In 1993 two shops opened on either side of the gates at the War Crimes Museum, each called Wartime Souvenir Shop (that signage has since been removed, but it sums up the trade here very succinctly). Apart from the standard stock of T-shirts, the proprietors sell a rather bizarre collection of souvenirs. How about a flower vase made from a 40mm cartridge, burnished to a bright gold? Or a pair of Ho Chi Minh tire-tread sandals? Perhaps a green NVA pith helmet or NVA campaign and victory badges? Other items on sale include lighters  made from M-16 cartridges and small oil lamps the Vietcong recycled from M-79 cartridges and used to illuminate tunnels. There's even a set of Vietnam in Wartime postcards, one featuring a Vietcong woman in full combat gear, striking a heroic pose.

You can also buy U.S. flashlights, watches, compasses, and field glasses. And there's a range of rusted U.S. dog tags with name, religion, and blood type embossed on each one. Authentic? Probably not. Certainly morbid.

U.S. army-issue Zippo lighters cost $5-20 depending on "quality" and whether or not they work. Many antique and souvenir shops in Saigon, as well as shops at Dan Sinh army surplus market, carry Zippos. Some feature a poignant, prayerful, military, romantic, or obscene slogan; others bear engravings such as nude women, Peanuts cartoon characters Snoopy and Lucy, or the bearded Zig Zag rolling-papers man.

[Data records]

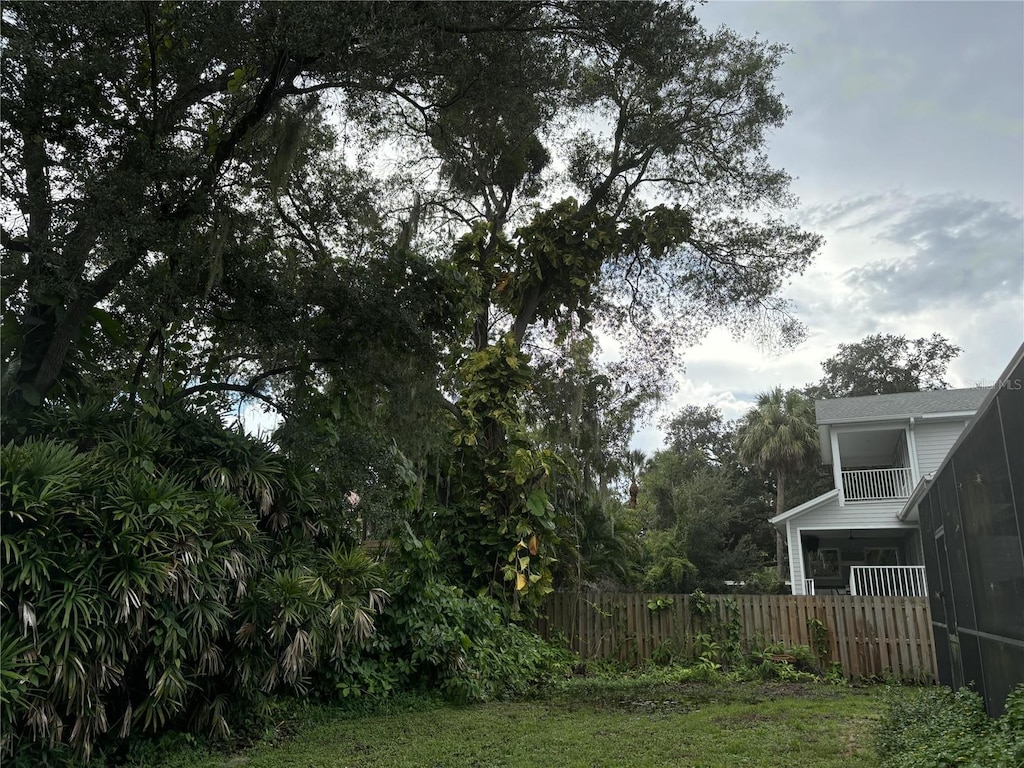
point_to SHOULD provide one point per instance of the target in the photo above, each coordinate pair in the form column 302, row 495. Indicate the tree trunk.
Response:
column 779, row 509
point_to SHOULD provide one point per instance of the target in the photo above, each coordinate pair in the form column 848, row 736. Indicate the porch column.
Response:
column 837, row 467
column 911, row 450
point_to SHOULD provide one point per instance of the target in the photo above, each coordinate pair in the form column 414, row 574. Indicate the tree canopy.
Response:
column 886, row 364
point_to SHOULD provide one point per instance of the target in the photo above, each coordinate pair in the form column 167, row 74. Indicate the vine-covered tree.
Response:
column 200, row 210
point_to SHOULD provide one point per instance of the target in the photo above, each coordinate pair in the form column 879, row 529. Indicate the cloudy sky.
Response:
==
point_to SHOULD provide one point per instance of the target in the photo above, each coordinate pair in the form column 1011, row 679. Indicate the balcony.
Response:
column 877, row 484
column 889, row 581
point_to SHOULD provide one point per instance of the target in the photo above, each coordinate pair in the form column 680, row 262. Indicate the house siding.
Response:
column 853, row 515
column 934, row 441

TASK ITEM >>
Write out the portion of the passage on wartime souvenirs that begins with the words containing "You can also" and ends with "Zag rolling-papers man.". The lines above are separate material and have no connection to the passage on wartime souvenirs.

EXERCISE RESULT >>
You can also buy U.S. flashlights, watches, compasses, and field glasses. And there's a range of rusted U.S. dog tags with name, religion, and blood type embossed on each one. Authentic? Probably not. Certainly morbid.

U.S. army-issue Zippo lighters cost $5-20 depending on "quality" and whether or not they work. Many antique and souvenir shops in Saigon, as well as shops at Dan Sinh army surplus market, carry Zippos. Some feature a poignant, prayerful, military, romantic, or obscene slogan; others bear engravings such as nude women, Peanuts cartoon characters Snoopy and Lucy, or the bearded Zig Zag rolling-papers man.